## Task brief
Pull out every line in the records below that contains the word "with", and copy each one unchanged.

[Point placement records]
[Start]

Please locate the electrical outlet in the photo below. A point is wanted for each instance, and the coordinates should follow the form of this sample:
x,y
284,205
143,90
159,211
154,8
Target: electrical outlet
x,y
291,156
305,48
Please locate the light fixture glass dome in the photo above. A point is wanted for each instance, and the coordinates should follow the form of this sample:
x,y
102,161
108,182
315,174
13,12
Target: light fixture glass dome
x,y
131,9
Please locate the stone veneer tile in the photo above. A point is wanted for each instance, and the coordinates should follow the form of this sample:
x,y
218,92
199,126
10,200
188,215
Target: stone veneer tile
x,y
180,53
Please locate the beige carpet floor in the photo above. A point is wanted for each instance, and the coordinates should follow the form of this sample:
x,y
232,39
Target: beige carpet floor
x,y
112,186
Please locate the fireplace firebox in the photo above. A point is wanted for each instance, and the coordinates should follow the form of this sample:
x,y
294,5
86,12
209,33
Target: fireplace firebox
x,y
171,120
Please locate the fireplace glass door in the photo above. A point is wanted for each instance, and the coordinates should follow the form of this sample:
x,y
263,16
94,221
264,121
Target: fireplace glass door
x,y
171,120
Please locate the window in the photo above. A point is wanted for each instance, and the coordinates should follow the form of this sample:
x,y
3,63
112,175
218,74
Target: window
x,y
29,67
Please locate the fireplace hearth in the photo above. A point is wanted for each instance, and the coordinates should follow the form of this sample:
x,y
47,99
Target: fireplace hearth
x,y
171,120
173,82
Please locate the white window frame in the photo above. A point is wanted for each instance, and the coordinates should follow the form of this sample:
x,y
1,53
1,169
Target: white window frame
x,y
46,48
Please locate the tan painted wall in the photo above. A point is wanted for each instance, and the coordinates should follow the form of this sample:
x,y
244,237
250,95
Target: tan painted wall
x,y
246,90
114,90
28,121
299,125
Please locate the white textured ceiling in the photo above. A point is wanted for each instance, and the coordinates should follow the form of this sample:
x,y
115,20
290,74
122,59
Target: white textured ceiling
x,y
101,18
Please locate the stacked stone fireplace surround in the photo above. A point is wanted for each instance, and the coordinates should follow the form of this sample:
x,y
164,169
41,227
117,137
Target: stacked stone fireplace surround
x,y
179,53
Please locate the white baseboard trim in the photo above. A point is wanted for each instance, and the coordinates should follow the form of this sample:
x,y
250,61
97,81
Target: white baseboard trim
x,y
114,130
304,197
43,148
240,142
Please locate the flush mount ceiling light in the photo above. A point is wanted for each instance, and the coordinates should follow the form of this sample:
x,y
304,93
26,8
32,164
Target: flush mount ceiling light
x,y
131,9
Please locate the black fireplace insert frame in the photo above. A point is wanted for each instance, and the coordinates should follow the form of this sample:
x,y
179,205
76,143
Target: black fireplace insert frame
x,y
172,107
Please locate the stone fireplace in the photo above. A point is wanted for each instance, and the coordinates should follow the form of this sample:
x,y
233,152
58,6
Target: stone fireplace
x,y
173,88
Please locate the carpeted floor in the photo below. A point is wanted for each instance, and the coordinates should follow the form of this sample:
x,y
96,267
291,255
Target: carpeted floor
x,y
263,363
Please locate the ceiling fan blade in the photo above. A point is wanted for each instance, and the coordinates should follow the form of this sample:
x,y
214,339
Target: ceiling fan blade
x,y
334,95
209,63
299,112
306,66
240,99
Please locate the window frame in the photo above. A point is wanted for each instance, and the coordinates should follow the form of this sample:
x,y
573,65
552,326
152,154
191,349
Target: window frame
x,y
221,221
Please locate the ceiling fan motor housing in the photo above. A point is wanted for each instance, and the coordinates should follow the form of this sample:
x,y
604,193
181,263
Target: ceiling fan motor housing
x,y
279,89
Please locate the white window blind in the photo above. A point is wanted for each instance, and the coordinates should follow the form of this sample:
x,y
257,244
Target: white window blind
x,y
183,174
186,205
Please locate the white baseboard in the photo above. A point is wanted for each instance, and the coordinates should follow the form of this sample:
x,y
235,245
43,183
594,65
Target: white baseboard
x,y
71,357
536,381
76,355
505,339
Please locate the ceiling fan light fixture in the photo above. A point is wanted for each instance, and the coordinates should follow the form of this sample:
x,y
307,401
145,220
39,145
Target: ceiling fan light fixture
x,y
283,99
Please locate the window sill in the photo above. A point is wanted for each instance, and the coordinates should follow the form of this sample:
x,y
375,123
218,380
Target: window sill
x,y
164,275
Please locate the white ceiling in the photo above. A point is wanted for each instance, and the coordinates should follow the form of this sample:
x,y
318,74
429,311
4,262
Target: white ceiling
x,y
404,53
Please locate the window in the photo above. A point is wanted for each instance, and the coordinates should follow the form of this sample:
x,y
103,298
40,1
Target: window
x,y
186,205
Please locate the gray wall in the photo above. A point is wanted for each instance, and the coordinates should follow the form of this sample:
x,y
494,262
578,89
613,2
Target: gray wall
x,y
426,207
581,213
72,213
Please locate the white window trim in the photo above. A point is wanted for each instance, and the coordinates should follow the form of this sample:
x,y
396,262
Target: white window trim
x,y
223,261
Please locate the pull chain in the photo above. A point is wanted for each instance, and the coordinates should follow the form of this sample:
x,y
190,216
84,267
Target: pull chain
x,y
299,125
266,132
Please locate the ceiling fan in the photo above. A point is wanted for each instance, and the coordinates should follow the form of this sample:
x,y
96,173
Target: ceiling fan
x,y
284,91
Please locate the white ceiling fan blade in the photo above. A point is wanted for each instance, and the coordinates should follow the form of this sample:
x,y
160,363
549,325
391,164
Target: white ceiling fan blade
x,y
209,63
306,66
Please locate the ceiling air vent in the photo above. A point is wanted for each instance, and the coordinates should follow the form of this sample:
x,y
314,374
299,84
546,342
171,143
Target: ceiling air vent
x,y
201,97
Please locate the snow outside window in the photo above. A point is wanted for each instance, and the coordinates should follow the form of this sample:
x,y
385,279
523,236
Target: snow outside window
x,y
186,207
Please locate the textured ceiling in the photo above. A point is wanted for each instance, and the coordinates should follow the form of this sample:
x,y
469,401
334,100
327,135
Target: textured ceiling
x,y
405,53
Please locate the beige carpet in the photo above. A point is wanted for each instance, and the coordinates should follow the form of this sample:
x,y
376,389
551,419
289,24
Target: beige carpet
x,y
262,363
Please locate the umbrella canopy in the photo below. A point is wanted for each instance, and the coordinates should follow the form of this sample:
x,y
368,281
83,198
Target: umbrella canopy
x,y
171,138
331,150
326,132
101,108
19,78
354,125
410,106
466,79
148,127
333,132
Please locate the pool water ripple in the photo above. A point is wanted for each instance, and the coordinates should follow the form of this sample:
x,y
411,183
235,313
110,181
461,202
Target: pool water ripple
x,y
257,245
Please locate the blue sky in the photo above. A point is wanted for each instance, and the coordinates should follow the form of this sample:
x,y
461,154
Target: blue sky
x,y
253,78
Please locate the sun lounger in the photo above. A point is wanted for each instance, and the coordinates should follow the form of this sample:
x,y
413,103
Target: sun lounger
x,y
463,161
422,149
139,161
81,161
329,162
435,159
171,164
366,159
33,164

[End]
[Start]

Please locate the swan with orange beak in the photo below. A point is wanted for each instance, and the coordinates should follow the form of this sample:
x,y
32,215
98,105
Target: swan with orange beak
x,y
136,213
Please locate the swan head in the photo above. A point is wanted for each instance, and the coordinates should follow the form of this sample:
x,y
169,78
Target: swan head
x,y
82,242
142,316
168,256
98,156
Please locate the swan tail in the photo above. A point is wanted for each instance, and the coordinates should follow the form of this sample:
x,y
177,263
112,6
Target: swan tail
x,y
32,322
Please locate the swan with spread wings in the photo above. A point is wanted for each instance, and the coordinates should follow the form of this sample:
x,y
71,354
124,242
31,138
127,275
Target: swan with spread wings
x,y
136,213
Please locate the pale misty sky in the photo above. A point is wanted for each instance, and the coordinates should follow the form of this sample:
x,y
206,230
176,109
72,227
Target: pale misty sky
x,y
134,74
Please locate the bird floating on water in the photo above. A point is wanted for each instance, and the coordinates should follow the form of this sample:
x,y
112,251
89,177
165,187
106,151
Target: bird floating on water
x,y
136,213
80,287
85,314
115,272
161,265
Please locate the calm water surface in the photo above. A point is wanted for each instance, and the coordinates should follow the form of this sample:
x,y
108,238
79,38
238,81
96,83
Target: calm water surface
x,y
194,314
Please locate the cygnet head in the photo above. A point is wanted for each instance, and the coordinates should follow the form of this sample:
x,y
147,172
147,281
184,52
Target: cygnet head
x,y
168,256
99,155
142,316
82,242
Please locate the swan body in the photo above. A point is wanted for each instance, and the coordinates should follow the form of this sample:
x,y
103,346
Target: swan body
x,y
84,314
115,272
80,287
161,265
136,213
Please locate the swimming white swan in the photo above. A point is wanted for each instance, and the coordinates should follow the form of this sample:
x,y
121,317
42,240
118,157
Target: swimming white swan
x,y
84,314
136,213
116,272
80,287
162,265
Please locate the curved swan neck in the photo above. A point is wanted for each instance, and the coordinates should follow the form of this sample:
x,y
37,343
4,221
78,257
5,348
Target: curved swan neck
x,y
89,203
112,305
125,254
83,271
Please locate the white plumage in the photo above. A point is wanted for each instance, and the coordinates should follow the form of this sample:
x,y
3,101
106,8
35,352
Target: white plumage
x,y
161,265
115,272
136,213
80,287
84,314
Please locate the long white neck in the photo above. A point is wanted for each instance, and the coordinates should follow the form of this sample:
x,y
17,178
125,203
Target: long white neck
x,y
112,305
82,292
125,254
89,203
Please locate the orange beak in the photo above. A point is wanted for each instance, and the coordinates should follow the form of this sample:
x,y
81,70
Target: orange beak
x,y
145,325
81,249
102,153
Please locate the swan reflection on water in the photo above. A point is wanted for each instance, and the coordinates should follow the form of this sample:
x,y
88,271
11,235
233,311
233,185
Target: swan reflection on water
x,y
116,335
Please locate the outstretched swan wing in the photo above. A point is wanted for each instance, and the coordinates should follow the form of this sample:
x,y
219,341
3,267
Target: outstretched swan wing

[End]

## Response
Please locate the swan with orange beak in the photo below. A point is wanted for each instance, and the coordinates should follow the form of this sample:
Target: swan with orange beak
Please locate the swan with spread wings in the photo above. A point is wanted for each instance, and the coordinates should follow the form of this sample:
Target: swan with spread wings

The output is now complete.